Combination analysis for the three-point data. For each bird, we computed three repeatability metrics for 100 possible combinations of number of replicates, given the 10 to choose from. Birds on the x-axis are in the order of least repeatable (left) to most repeatable (right) according to their “consensus” repeatability score (score calculated on all 10 replicate curves). Note that the order is different for the three panels and that higher on the y-axis means higher repeatability.

In addition, we note that KL divergence and HPA flexibility both show little variation across individuals in repeatability scores in the bird datasets, though the same is not true for the synthetic data. In contrast, PR scores show extensive variation between individuals in repeatability.

Discussion

Regarding the concept of repeatability, evolutionary biologists and physiologists have been discussing two different, yet related, concepts. The repeatability that has most often been measured in the evolution literature is a population-level measurement used to understand trait heritability and evolution (although see Westneat et al. 2015). This analysis relies upon the measurement of individual phenotypes in the population, but what is the stress hormone phenotype of an individual? The assumption of a population-level analysis seems to be that the typically single measurement of the hormone is the phenotype of that individual, which can then be fed into the models to determine the population-level variation. However, as physiologists, we must ask whether that measurement does, in fact, represent the actual phenotype of the individual. If the hormone titer varies every time it is measured, what is the phenotype? What is selection acting on? We believe that if the hormone titer is different every time it is measured (i.e., not repeatable), then one cannot determine heritability or changes in allelic frequencies. This concept is what physiologists are defining as repeatability. Although a recent statistical technique shows how one can calculate within-individual variance (Westneat et al. 2015), this technique has not (yet) been widely adopted.

The goal of the present study was to compare and evaluate methods of computing repeatability in the stress response curve of discrete individuals: PR, KL divergence, and HPA flexibility. These metrics indicated that the population within each dataset we analyzed is comprised of both individuals with low repeatability and high repeatability, as well as individuals in the middle. This information is not captured when assessing repeatability only at a population level.

The data
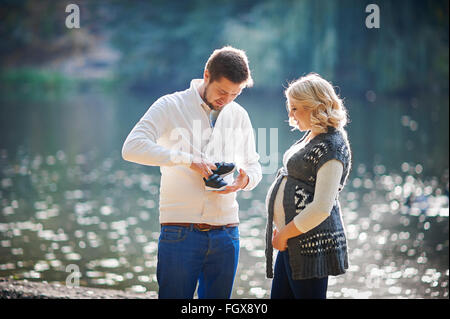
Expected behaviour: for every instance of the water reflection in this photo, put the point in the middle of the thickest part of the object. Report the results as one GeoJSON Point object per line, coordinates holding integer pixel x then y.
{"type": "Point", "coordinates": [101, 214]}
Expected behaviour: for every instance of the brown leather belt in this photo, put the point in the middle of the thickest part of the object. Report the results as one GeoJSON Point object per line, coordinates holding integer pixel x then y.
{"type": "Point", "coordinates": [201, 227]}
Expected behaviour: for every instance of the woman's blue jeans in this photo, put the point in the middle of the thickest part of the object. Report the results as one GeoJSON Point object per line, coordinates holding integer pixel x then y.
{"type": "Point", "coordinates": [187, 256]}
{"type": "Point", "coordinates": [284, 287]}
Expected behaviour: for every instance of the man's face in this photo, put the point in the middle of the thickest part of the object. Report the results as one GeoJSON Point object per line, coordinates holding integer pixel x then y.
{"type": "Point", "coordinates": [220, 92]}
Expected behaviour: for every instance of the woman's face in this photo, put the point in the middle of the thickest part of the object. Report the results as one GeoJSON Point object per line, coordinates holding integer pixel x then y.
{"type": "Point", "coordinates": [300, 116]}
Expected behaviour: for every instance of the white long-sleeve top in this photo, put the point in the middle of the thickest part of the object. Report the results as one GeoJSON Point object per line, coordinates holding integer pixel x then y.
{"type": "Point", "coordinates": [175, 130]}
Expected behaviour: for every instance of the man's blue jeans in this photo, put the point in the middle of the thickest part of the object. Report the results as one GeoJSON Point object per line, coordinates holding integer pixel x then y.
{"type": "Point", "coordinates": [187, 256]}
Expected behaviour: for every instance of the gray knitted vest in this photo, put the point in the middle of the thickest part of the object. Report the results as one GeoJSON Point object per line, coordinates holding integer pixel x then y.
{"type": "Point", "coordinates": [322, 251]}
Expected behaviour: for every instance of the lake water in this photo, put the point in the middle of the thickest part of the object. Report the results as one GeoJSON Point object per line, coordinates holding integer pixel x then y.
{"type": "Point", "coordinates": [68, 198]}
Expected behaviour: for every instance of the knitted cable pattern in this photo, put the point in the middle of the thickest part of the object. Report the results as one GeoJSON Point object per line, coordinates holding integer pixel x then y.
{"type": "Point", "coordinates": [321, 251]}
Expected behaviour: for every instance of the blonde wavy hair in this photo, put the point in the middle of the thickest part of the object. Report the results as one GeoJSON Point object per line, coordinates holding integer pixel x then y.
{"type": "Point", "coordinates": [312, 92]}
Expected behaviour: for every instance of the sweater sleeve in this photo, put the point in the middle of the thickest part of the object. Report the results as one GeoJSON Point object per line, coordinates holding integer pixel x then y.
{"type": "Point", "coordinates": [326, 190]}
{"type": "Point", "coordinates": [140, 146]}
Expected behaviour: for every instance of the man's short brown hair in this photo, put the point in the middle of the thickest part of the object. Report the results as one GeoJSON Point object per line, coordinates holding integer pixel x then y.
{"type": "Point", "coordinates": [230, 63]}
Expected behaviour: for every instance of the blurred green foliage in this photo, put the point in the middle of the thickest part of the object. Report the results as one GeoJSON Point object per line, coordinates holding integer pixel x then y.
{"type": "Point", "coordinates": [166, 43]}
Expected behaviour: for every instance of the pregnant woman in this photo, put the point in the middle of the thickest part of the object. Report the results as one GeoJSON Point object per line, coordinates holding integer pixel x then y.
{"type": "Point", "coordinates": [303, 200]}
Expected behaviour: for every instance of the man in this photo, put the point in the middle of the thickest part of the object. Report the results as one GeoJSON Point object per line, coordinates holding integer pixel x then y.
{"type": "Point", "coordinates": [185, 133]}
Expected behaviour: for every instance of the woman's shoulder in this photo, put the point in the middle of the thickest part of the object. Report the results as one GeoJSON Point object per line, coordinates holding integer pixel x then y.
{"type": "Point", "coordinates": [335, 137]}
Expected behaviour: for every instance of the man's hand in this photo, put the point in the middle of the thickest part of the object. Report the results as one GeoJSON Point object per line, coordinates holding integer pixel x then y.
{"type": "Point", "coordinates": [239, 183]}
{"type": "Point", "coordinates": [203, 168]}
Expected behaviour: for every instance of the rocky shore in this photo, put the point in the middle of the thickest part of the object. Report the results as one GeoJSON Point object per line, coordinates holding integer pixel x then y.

Study questions
(1) Condense the paragraph of the repeatability text that opens with "Regarding the concept of repeatability" into a short bulleted list that keeps its main facts.
(2) Write the next paragraph of the repeatability text, starting after its final sentence.
The listing comes from a separate source and is unrelated to the repeatability text.

Results of the tasks
(1)
- Evolutionary biologists and physiologists discuss two different but related concepts of repeatability.
- In the evolution literature, repeatability is most often a population-level measure used to understand trait heritability and evolution (although see Westneat et al. 2015).
- That approach treats the typically single hormone measurement as the individual's phenotype.
- Physiologists question whether that measurement represents the individual's actual phenotype. If the hormone titer varies with each measurement, it is unclear what the phenotype is or what selection acts on.
- The authors hold that if the titer is not repeatable, heritability and changes in allelic frequencies cannot be determined. This is the concept physiologists define as repeatability.
- A recent statistical technique for calculating within-individual variance (Westneat et al. 2015) has not yet been widely adopted.

(2)
Unfortunately, none of the three discrete-individual repeatability metrics that we compared were perfect. One option for assessing a response profile on an individual basis is KL divergence; however, this metric is based on the area under the curve (Joyce 2011). This is problematic because two stress response profiles could have the same area under the curve, but completely opposite slopes (such as −1 and 1 between two time points) and therefore, potentially different biological consequences (Lattin et al. 2011). Similarly, depending on the intercept, a flat line (slope of 0) could also have the same area under the curve and the previous two hypothetical responses with slopes of 1 and −1. These examples are of straight lines for simplicity, but the same problem could occur with a three-point (or more) stress response curve. There are many potential stress response curves that could have very different fitness consequences but would be indiscernible from calculating area under the curve. Additionally, KL divergence cannot handle missing datapoints, a situation that is not uncommon in stress physiology. A solution could be to fill the missing point using interpolation, but this would artificially increase calculated repeatability (Reed et al. 2019), a consequence that is corrected for in the calculation of PR.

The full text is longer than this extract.